- EXTRAIT DU TEXTE:
7 mars 2024
À contre-courant
LACAN, L’EXPOSITION
QUAND L’ART RENCONTRE LA PSYCHANALYSE
Par Marie Claude Thomas
Jeudi 4 janvier 2024, départ vers Metz pour une exposition au Centre Pompidou-Metz, avec le souvenir d’une précédente, magnifique, LEIRIS & Co (avril-septembre 2015, Agnès de la Beaumelle et Marie-Laure Bernadac en étaient les commissaires), vue trois fois tant les 350 œuvres – chefs-d’œuvre en fait – étaient intéressants.
Déception !
Dès l’entrée.
À deux mètres de la porte est projeté sur grand écran le long métrage que Benoît Jacquot a réalisé en 1974, Lacan, la psychanalyse 1 et 2, dit « Télévision ». Pendant 1 heure et 36 minutes Lacan parle, parle, répond aux questions de Jacques-Alain Miller. L’image de Lacan, le son, très fort, ne peuvent pourtant pas retenir : le va-et-vient des visiteurs qui entrent et sortent, le courant d’air froid, le bruitage du talkie-walkie et les discussions du préposé au contrôle des billets font s’en aller… vers les 250 œuvres annoncées, dont dix documents de Lacan.
Quelle est cette « Exposition » ? Pourquoi ? Quel en a été « le déclic » ? Marie-Laure Bernadac – commissaire avec Bernard Marcadé – répond : « Trente ans après « Féminin/Masculin », l’exposition que nous avons cosignée au centre Pompidou à Paris, nous ne pensions pas refaire une expo ensemble. Le psychanalyste et collectionneur d’art Gérard Wajcman et Paz Corona qui est liée à Jacques-Alain Miller, l’exécuteur testamentaire de Lacan, sont venus nous chercher. J’ai naturellement pensé au centre Pompidou-Metz où j’avais consacré une expo à Michel Leiris. Un tel projet faisait peur à tout le monde… ».
Presque tout est dit ! Je vais tout de même égrener quelques boules du chapelet de ma déception.
– On nous annonce immédiatement : « … c’est de se rappeler avec Freud qu’en sa matière, l’artiste toujours le [le psychanalyste] précède et qu’il n’a donc pas à faire le psychologue là où l’artiste lui fraie la voie » (Lacan) ; « De l’art, nous avons à prendre de la graine. » (Lacan). Que quelques œuvres surréalistes s’accordent à cette place de l’art pour la psychanalyse, certes, mais quasiment toutes les autres en sont l’inverse. En effet, à parcourir les salles, à voir les œuvres présentées, il s’agit plutôt d’une « illustration » de la psychanalyse, d’une certaine idée de la psychanalyse, has been et fausse, celle du « pansexualisme ».

- INFORMATIONS AFFICHÉES:

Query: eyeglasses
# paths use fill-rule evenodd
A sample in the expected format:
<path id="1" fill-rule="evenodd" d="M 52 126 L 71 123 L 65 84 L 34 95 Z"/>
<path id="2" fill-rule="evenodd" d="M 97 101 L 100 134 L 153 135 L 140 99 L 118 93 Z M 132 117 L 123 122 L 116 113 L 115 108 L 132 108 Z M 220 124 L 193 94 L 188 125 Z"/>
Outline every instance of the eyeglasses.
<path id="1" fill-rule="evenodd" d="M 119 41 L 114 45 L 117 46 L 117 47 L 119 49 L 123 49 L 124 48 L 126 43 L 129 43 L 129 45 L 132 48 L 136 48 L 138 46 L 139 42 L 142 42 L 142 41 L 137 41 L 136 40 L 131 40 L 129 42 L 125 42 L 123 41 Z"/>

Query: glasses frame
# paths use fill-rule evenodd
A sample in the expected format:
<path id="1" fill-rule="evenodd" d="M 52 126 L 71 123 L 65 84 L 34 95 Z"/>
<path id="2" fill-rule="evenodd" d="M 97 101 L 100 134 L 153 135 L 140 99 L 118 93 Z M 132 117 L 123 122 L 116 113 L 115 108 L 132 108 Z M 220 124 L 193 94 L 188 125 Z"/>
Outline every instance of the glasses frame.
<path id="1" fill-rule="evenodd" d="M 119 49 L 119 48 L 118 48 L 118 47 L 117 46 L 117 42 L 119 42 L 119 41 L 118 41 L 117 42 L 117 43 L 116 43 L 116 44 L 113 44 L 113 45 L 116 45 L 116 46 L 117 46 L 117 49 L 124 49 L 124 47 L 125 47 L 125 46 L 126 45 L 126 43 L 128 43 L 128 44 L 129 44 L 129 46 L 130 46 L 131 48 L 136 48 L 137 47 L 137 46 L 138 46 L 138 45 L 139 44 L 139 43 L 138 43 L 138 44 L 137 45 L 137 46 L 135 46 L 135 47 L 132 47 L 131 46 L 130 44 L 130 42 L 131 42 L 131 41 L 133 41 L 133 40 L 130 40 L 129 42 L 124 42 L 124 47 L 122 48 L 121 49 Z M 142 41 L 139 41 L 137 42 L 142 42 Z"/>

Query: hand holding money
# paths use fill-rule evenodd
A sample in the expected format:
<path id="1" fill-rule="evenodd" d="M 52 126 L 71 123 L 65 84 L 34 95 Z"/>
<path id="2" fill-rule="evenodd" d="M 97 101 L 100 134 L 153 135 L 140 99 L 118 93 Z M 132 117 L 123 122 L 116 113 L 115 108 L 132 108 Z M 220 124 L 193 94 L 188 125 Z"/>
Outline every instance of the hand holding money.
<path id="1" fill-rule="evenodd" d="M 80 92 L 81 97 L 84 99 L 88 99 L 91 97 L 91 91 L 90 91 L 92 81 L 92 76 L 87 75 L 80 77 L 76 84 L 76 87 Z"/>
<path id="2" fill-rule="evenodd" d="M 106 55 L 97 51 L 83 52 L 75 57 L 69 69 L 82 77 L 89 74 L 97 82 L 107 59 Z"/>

- TRAVAIL À FAIRE: Recopiez à l'identique le passage de l'extrait sur l'exposition Lacan situé entre « Déception ! » et « documents de Lacan. », ces deux bornes comprises.

- RÉPONSE CI-DESSOUS:
Déception !
Dès l’entrée.
À deux mètres de la porte est projeté sur grand écran le long métrage que Benoît Jacquot a réalisé en 1974, Lacan, la psychanalyse 1 et 2, dit « Télévision ». Pendant 1 heure et 36 minutes Lacan parle, parle, répond aux questions de Jacques-Alain Miller. L’image de Lacan, le son, très fort, ne peuvent pourtant pas retenir : le va-et-vient des visiteurs qui entrent et sortent, le courant d’air froid, le bruitage du talkie-walkie et les discussions du préposé au contrôle des billets font s’en aller… vers les 250 œuvres annoncées, dont dix documents de Lacan.